(Task brief):
Please set down the entire listing exactly.

(Data to process):
-*-
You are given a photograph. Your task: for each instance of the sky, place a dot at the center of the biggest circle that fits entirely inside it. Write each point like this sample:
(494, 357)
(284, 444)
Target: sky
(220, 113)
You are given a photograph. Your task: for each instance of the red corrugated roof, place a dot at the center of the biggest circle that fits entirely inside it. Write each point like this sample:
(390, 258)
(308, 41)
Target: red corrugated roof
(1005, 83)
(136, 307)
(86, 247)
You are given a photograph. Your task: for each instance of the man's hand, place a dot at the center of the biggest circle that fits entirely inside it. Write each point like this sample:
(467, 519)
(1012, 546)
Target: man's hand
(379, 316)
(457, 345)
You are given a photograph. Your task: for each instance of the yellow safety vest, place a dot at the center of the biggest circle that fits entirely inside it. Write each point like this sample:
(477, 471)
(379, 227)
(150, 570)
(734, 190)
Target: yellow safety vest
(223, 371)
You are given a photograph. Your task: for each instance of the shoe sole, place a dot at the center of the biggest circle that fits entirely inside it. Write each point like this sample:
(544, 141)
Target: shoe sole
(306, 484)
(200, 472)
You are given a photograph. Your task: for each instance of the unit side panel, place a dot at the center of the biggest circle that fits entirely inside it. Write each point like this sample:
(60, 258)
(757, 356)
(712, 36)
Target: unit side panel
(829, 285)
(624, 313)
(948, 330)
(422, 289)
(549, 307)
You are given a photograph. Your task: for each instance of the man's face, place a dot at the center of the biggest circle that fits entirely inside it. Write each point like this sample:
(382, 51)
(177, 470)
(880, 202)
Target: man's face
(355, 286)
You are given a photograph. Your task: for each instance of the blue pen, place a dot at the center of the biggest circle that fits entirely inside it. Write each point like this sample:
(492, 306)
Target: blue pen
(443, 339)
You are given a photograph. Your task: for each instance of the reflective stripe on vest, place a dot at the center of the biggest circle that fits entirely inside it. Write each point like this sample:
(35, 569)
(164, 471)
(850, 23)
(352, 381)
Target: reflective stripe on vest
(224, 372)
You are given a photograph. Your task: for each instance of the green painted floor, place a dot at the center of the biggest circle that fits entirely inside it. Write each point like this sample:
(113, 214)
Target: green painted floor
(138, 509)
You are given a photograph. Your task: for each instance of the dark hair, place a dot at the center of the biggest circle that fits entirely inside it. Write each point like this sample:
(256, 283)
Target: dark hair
-*-
(Reply to the exercise):
You are given a photograph. Your task: for each instance of the sky, place a dot at the center of the biggest circle that fits entirely inside it. Write each point like this sample:
(494, 357)
(284, 444)
Target: sky
(220, 113)
You are given a photograph. Your task: for each instance of the red corrugated roof, place a dot at the center of the biggest circle that fits entirely inside it. Write each point like this sample:
(390, 258)
(308, 41)
Target: red corrugated roof
(1005, 83)
(136, 307)
(86, 247)
You are given a photograph. Your task: for each instance of the man's hand, place a dot at the center of the biggest circle that fits entirely inside it. Write each point like this sample:
(467, 519)
(1012, 546)
Target: man's hand
(379, 316)
(457, 345)
You are given a photograph. Your task: for each instance of the yellow safety vest, place a dot at the center of the biggest circle that fits entirely inside it. Write each point like this sample:
(477, 471)
(379, 227)
(150, 570)
(734, 190)
Target: yellow safety vest
(223, 371)
You are given a photograph. Your task: for each instance of the shoe sole, place a dot at the center of the biggest circle that fits entirely inside it. Write each point like this sample:
(544, 141)
Target: shoe sole
(306, 484)
(200, 472)
You are given a photograph. Your task: for each instance of the unit side panel, place a dot at the center of the biggest circle that fits entirely inside it. Write each point like this sample:
(60, 258)
(757, 356)
(712, 36)
Target: unit side panel
(829, 285)
(624, 313)
(948, 330)
(422, 289)
(549, 307)
You are given a photograph. Your task: for each instance of the man's face, place a dot at the center of the biggest circle that fits entirely inside it. Write each point like this sample:
(382, 51)
(177, 470)
(880, 202)
Target: man's face
(355, 286)
You are given a photograph. Your task: for each instance of the blue pen, place a dot at the center of the biggest circle that fits entirely inside it. Write each point like this sample:
(492, 306)
Target: blue pen
(443, 339)
You are given a photograph. Your task: for each instance of the reflective stripe on vest, place a dot at the center of the biggest circle that fits entirely inside it. Write each point like this sample:
(35, 569)
(164, 471)
(850, 23)
(352, 381)
Target: reflective stripe on vest
(224, 372)
You are given a photograph. Your task: for each instance of the green painted floor, place a dot at the center of the biggest circle that fits entirely inside it. Write each point like this sample:
(113, 214)
Target: green painted floor
(138, 509)
You are given a photograph. Your task: for each instance of the dark hair, place a dot at the center of the biggest circle that fits entirely inside it. Write each point like this sample:
(256, 283)
Target: dark hair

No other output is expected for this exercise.